▸ **SHORT PROBLEM**: Locate each line in the entries below that contains the word "open", and copy every such line in full.

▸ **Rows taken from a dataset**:
/---

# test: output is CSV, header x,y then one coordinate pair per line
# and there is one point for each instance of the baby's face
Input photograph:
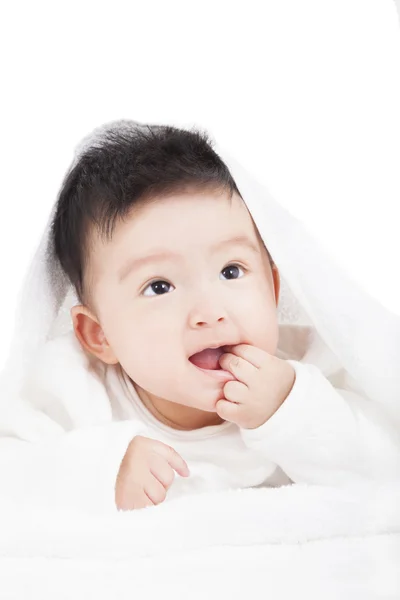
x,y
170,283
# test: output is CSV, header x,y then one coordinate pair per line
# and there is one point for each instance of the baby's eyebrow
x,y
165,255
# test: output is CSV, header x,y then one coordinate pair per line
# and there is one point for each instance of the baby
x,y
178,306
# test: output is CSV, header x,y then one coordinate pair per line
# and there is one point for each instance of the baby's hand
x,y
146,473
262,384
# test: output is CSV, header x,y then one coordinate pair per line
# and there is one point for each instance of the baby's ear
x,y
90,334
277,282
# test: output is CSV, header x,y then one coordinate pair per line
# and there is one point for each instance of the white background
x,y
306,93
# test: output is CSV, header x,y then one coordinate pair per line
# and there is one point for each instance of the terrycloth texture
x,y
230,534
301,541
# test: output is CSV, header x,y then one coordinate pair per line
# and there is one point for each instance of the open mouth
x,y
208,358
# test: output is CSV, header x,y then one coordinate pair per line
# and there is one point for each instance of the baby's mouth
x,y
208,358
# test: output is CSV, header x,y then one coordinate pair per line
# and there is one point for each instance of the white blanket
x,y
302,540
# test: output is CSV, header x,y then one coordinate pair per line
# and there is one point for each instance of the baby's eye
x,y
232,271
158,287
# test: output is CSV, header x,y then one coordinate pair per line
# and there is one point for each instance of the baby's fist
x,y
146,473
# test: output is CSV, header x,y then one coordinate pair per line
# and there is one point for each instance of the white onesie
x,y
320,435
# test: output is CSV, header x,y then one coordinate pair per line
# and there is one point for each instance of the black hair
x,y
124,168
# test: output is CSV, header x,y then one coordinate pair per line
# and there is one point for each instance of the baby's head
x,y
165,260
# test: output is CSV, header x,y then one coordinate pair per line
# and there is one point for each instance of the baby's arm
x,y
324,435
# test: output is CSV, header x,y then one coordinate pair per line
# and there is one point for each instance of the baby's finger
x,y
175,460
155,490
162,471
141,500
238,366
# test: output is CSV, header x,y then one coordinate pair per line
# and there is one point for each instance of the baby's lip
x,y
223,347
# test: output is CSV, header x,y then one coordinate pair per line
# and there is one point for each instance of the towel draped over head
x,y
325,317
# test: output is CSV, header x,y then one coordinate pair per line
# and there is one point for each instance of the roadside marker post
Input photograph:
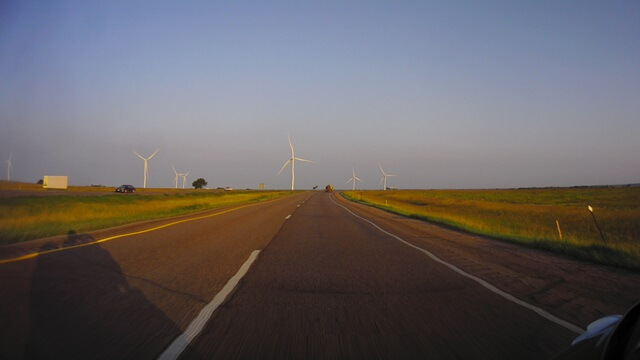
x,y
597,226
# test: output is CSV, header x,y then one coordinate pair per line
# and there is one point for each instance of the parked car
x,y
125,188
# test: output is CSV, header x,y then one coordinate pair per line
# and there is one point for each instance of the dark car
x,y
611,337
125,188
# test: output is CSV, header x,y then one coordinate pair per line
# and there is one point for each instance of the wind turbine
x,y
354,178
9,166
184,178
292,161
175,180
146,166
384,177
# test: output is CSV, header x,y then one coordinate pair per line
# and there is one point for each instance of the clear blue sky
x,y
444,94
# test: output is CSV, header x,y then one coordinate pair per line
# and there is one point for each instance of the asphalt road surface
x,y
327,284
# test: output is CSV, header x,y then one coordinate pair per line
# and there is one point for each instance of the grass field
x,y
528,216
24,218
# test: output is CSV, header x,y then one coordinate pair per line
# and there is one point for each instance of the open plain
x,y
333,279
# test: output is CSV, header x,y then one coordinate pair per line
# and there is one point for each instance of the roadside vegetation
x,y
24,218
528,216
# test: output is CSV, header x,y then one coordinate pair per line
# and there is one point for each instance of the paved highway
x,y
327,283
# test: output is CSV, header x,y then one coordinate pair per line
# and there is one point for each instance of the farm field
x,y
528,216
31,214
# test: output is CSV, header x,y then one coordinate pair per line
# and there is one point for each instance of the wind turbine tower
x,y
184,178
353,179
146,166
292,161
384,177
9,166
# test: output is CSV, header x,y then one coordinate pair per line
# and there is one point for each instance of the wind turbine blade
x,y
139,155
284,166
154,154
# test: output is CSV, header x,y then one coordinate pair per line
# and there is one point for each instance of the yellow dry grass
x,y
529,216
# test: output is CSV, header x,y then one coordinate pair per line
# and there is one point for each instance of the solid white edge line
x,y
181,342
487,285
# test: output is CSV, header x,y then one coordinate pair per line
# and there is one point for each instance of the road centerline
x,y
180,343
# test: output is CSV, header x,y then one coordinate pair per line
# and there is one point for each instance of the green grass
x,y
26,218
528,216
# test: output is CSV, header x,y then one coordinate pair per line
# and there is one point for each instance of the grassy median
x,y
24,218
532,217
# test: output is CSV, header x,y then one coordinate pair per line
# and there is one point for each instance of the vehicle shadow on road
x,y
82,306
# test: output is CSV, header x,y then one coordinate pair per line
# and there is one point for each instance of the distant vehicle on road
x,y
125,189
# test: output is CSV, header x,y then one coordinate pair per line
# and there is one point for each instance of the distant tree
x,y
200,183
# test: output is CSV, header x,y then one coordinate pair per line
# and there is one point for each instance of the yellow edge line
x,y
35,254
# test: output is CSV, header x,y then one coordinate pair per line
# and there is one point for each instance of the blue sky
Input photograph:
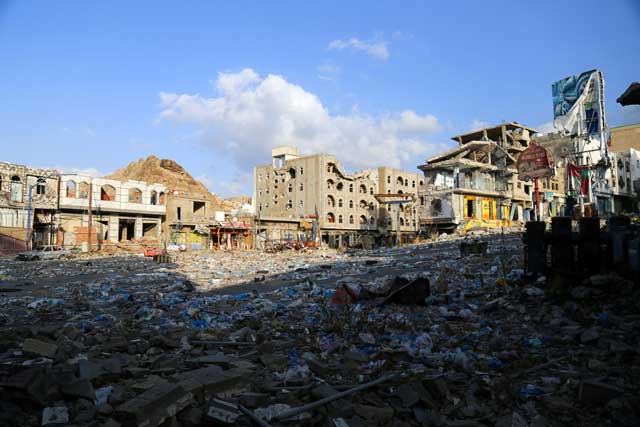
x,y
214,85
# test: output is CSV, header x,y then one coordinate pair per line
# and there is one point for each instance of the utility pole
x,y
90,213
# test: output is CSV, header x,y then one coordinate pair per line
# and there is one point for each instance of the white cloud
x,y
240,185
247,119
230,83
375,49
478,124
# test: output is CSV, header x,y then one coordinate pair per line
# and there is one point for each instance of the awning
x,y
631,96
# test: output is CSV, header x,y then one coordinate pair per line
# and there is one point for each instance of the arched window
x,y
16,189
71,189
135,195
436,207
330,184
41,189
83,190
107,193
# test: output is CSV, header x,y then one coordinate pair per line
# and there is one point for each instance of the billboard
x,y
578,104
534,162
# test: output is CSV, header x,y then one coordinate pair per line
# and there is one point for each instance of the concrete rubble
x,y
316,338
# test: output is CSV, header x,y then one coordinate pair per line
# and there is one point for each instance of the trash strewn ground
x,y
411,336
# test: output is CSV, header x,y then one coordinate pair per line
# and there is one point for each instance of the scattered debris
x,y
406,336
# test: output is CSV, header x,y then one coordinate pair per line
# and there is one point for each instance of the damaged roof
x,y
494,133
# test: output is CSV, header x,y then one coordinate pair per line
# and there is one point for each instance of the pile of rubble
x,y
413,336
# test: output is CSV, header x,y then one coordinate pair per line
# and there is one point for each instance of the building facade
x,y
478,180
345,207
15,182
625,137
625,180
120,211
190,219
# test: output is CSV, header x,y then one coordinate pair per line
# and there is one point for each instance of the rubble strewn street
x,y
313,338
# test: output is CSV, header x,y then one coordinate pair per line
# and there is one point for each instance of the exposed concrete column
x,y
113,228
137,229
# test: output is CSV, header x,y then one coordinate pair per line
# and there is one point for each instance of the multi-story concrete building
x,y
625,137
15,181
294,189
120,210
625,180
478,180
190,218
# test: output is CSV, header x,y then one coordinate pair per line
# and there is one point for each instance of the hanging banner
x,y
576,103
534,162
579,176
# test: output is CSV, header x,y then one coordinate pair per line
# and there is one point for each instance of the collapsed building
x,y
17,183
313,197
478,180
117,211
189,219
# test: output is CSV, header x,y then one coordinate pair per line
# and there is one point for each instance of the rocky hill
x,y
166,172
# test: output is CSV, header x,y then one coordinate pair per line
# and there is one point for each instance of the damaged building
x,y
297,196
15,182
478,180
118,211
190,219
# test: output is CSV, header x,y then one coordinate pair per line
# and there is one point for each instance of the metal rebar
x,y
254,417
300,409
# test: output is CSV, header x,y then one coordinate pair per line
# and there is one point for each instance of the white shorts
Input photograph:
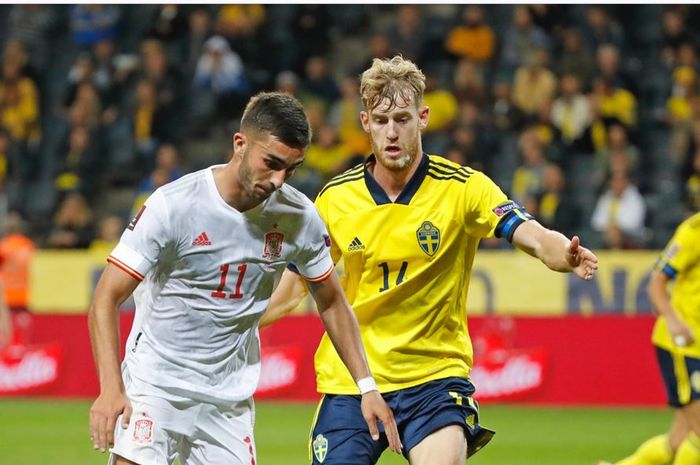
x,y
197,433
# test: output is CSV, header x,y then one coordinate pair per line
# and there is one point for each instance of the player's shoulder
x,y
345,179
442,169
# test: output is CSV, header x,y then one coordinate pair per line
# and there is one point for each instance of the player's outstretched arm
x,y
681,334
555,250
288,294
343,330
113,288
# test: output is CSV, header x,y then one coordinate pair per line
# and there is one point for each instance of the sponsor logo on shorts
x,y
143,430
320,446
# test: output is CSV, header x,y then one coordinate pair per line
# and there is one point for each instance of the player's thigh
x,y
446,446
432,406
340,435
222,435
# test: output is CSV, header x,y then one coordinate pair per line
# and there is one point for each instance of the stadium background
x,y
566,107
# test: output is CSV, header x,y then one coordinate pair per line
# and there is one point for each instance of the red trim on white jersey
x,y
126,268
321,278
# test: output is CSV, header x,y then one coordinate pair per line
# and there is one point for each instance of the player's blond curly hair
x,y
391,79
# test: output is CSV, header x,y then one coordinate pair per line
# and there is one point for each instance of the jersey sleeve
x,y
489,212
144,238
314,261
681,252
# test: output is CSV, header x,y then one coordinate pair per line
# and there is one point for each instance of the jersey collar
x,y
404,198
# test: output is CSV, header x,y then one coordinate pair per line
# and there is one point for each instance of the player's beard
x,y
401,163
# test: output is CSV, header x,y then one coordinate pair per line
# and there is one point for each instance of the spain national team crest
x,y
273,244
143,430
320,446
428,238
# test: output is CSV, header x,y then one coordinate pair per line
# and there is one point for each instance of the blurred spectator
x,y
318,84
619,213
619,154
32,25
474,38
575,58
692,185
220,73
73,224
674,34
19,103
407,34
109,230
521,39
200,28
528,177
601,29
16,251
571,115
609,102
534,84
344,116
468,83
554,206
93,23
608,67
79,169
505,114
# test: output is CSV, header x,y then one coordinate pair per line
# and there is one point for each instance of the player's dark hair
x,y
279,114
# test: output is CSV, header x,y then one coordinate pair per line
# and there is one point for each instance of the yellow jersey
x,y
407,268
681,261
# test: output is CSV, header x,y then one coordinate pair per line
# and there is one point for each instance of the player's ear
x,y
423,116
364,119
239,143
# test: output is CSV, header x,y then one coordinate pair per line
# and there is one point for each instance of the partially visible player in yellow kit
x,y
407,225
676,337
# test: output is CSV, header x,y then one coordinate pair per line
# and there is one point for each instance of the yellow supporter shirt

\---

▸ **WRITTEN SOLUTION**:
# and there is one point for each instance of the open mouth
# and there is one point for each instance of the open plain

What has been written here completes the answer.